ZU ERLEDIGEN: Nimm das weiter unten stehende Interview über Meinungsfreiheit nach seinem letzten Satz wieder auf und setze es fort.

ZU LESENDER TEXT:

++++++++++++++++++++

01.11.2015

Meinungsfreiheit: „Wir müssen lernen, uns nicht auf die Zunge zu beißen“

Interview mit Mick Hume

Die Meinungsfreiheit in der westlichen Welt steht auf dem Spiel, befürchtet der britische Autor Mick Hume. Im Interview erläutert er, dass diese universelle Grundfreiheit nur ohne Wenn und Aber bestehen kann und dass die politische Linke schlecht daran tut, sie zu bekämpfen

Marco Visscher: Herr Hume, während Sie Ihr neues Buch Trigger Warning. Is the Fear of Being Offensive Killing Free Speech schrieben, ereignete sich der Anschlag auf Charlie Hebdo. In einer Welle von Solidaritätsbekundungen war auf einmal jeder Charlie.

++++++++++++++++++++

VERFÜGBARE DATEN:
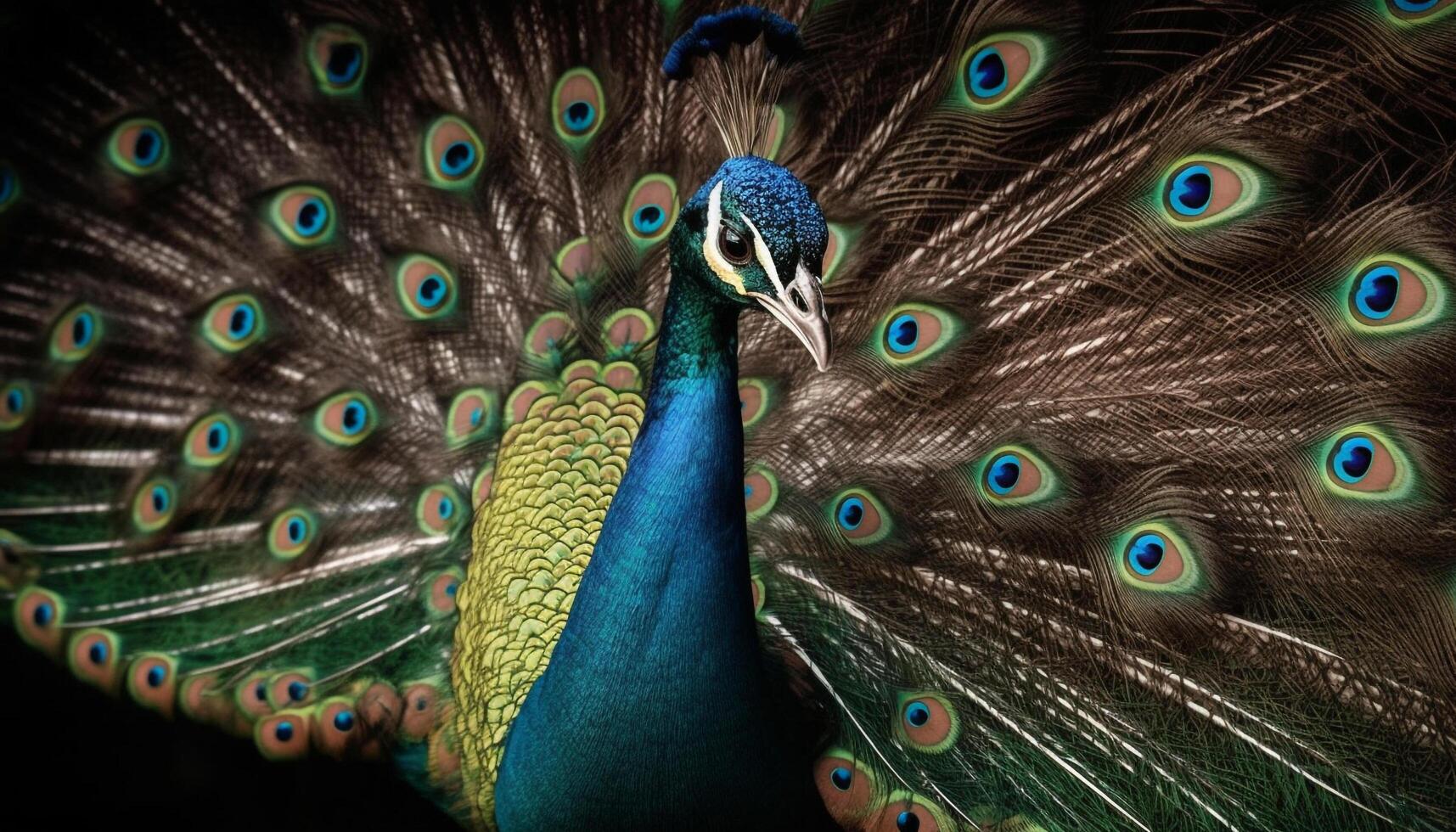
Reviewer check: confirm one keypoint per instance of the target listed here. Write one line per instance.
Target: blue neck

++++++++++++++++++++

ANTWORT DAZU:
Mick Hume: Es war wirklich berührend. Allerdings haben die Demonstrationen auch den Blick auf die wirklichen Vorgänge verstellt. Die Solidaritätsäußerungen erweckten den Eindruck einer breiten Anhängerschaft der Meinungsfreiheit. Bei näherem Hinsehen fehlen diese Anhänger allerdings völlig. Wir bekennen uns gerne verbal zur Meinungsfreiheit, fügen jedoch gleich ein großes Aber hinzu: Aber man muss dabei anständig bleiben, aber man darf andere nicht kränken, aber Holocaustleugner müssen ihren Mund halten. In Wirklichkeit verwenden wir mehr Energie auf die Einschränkung als die auf Erweiterung dieser Freiheit. Insbesondere bei unserer politischen und kulturellen Elite besteht eine große Kluft zwischen Worten und Taten.


Woran zeigt sich das?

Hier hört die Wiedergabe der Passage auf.